◆ **To be done**
Please pull out each line of the records below that contains the word "bush" and copy it in full.

◆ **Image point annotation entries**
::::::
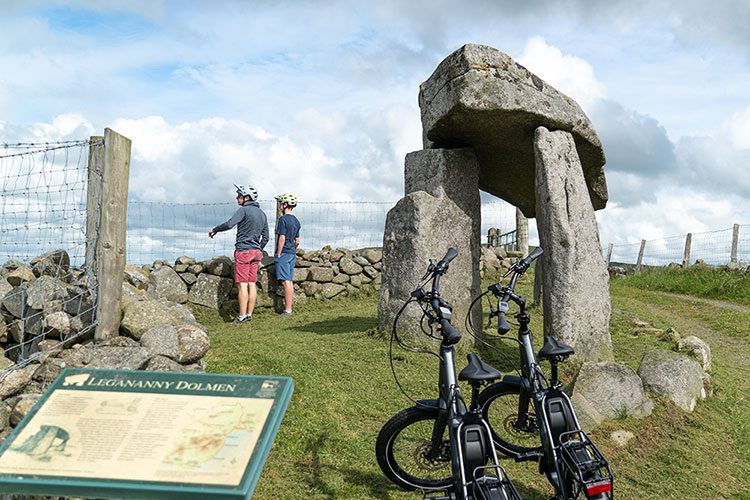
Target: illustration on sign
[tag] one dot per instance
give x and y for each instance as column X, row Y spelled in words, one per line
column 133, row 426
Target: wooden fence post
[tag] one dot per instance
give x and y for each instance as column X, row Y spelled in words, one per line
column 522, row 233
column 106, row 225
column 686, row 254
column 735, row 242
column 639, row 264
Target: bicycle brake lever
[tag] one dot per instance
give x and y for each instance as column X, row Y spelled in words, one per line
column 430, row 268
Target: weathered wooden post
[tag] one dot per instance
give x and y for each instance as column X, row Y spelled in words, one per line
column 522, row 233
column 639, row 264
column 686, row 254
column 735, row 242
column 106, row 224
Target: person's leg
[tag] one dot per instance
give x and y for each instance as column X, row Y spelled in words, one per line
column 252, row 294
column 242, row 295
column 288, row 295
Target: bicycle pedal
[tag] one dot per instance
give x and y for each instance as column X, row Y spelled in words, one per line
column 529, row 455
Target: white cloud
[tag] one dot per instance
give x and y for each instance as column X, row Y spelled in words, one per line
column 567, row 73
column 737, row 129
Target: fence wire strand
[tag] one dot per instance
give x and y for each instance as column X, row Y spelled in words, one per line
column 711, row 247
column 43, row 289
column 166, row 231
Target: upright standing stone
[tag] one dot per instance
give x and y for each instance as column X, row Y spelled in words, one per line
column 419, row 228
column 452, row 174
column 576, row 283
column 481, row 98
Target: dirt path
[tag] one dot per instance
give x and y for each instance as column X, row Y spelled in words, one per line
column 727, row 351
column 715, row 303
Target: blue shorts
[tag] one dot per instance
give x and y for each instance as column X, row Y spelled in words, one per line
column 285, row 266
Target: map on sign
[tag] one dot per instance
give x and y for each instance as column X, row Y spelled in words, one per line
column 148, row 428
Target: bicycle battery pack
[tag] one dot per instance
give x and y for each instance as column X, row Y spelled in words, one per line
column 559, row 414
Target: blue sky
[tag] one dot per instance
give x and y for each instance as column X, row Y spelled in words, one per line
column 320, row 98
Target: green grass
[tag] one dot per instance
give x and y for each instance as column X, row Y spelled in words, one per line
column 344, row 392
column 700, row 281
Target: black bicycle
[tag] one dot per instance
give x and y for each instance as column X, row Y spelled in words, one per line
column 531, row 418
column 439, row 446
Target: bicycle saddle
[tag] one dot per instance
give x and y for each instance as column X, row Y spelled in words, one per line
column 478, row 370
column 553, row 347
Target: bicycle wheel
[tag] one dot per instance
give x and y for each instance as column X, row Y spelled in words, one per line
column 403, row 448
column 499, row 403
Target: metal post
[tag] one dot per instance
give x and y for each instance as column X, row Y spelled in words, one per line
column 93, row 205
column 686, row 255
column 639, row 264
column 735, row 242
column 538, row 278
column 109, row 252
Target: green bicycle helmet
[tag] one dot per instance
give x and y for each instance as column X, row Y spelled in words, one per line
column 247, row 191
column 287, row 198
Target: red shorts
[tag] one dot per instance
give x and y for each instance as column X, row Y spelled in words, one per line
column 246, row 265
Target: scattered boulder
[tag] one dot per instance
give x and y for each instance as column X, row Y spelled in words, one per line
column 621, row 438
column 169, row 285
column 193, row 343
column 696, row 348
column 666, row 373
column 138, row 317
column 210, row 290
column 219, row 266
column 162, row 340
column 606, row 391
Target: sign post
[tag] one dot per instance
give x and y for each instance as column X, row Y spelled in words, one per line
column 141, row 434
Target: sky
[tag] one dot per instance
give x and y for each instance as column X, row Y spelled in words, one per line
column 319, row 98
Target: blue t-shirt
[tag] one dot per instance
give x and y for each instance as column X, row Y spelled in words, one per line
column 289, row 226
::::::
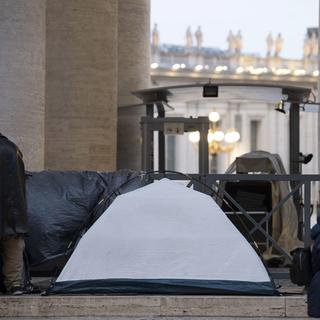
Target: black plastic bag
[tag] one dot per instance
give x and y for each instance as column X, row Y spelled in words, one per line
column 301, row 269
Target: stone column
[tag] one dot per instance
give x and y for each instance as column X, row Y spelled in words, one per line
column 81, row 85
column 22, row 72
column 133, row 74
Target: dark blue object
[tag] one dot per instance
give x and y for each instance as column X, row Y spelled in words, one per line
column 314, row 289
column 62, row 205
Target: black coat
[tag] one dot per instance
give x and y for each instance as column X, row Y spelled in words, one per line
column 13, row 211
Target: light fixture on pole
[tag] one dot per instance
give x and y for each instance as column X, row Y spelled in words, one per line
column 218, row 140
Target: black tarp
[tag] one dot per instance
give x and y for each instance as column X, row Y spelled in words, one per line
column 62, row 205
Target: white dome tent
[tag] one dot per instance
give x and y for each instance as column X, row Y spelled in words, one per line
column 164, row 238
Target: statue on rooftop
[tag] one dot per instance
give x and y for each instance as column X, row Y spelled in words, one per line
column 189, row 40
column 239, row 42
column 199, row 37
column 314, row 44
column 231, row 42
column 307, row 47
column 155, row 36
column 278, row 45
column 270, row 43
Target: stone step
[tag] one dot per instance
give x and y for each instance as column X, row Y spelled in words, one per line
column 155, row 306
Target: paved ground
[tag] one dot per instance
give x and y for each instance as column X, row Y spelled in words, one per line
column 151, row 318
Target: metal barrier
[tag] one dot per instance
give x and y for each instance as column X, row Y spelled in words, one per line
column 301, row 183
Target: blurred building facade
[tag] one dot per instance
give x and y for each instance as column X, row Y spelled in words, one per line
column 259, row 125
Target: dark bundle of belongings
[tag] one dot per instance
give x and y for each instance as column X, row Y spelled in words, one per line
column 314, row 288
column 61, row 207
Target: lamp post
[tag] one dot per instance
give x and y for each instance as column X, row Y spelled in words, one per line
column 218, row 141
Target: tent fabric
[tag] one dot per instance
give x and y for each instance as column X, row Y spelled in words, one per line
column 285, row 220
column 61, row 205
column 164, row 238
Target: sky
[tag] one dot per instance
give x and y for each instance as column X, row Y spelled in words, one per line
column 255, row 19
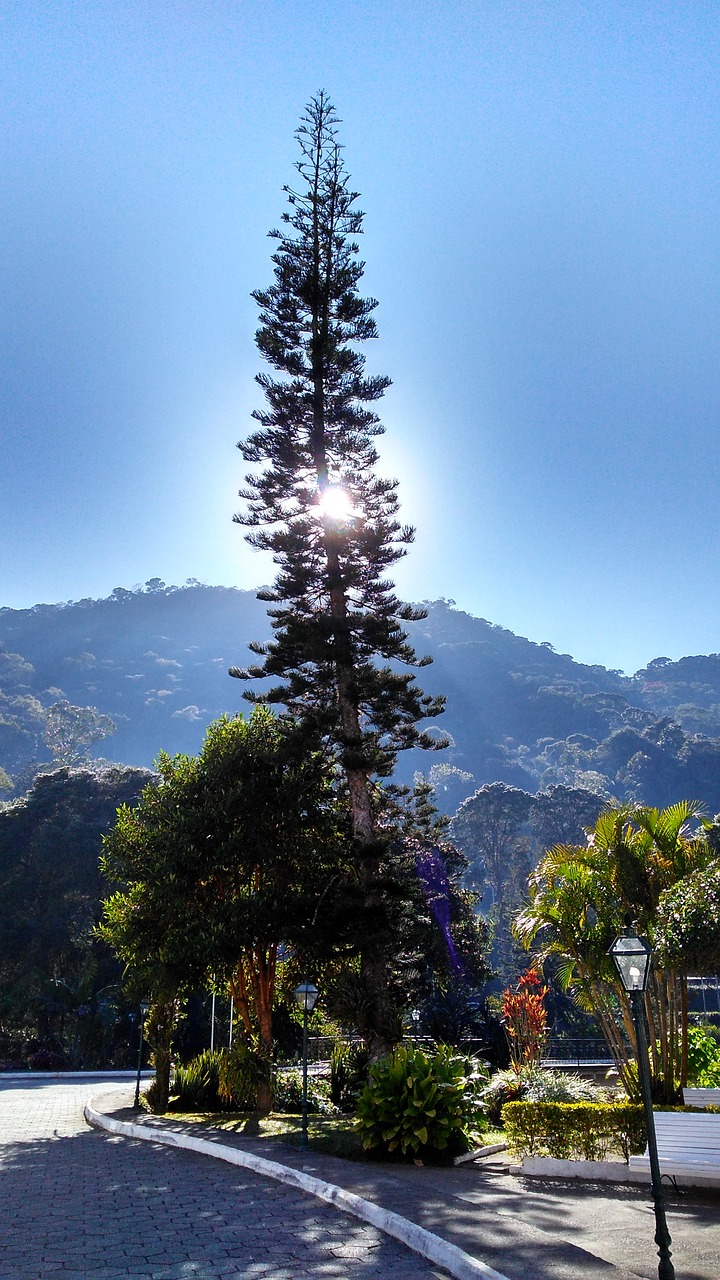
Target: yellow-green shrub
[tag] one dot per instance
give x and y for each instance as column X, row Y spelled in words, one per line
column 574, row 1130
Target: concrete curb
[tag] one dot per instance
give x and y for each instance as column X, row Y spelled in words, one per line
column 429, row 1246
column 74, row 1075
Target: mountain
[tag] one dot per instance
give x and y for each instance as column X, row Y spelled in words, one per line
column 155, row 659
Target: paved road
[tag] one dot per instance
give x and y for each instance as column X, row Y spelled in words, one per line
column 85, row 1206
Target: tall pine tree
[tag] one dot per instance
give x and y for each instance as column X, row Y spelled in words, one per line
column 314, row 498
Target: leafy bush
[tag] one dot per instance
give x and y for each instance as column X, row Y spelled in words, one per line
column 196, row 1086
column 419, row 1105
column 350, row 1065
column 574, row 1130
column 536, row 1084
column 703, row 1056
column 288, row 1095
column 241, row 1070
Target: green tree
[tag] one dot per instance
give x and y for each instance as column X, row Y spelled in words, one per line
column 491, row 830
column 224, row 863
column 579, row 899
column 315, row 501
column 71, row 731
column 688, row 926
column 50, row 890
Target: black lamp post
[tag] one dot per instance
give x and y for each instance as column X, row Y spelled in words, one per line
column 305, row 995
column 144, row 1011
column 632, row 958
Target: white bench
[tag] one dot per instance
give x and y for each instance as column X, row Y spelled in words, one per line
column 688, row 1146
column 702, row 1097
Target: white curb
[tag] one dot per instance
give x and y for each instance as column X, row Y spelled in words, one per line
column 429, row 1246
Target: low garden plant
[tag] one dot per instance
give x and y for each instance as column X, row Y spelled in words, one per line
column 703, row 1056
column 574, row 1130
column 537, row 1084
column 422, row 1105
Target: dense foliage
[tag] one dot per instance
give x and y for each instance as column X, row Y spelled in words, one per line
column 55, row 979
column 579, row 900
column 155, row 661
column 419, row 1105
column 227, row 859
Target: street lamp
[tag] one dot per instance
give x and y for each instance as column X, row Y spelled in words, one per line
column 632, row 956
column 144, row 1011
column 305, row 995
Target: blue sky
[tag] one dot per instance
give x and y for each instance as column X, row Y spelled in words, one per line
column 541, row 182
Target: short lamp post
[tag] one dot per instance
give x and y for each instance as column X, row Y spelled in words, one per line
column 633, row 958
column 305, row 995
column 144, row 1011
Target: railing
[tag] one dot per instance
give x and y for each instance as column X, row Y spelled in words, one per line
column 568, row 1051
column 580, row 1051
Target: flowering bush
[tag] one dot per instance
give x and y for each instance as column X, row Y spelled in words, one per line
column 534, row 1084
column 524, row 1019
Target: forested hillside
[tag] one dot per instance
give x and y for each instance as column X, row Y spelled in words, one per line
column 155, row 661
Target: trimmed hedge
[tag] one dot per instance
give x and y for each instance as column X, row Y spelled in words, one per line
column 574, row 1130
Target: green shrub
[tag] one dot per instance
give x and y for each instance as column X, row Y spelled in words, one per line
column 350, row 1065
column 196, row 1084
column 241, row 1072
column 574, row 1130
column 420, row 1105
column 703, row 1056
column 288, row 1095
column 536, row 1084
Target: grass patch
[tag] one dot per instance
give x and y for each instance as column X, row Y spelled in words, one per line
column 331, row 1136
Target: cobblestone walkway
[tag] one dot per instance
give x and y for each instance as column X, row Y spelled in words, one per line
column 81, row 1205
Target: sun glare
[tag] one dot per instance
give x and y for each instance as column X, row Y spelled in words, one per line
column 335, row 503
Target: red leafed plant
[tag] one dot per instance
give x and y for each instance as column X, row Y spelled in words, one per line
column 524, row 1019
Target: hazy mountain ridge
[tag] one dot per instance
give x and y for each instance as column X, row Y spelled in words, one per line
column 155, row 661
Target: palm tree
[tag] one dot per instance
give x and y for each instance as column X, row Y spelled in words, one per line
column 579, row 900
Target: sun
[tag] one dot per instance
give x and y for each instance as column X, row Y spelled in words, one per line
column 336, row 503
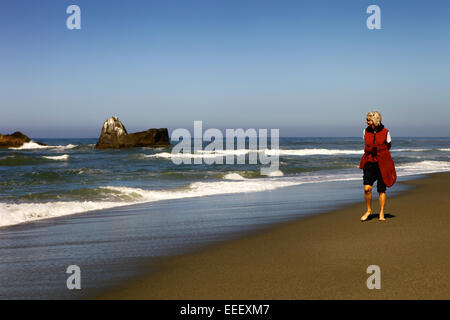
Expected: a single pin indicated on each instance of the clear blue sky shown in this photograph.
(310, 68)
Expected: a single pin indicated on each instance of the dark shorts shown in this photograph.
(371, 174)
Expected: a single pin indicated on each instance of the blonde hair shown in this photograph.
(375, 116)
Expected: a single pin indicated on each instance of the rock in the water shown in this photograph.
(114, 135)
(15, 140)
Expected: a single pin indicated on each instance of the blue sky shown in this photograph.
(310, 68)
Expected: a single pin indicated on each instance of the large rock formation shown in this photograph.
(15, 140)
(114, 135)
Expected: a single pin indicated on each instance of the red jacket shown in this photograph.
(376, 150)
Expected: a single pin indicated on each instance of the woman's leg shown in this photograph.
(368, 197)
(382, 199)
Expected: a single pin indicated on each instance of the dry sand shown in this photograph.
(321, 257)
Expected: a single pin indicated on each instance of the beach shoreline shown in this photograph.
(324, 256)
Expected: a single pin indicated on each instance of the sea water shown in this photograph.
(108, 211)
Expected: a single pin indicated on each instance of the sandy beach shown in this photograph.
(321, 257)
::::::
◆ **Output below**
Target: leafy bush
Target: flowering bush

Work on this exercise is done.